■ INSTRUCTIONS TO FOLLOW:
Write out the whole listing, matching it exactly.

___ PROVIDED INFORMATION

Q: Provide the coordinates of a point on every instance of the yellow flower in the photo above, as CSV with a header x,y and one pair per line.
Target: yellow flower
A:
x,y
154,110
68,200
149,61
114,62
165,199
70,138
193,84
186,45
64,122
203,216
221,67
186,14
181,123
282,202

______

■ FINAL ANSWER:
Q: Provide the coordinates of a point on every instance of the yellow flower in the photo above, as CSV with a header x,y and one pair per line.
Target: yellow flower
A:
x,y
154,110
68,200
149,61
114,62
165,199
70,138
193,84
186,45
64,122
203,216
221,67
186,14
181,123
282,202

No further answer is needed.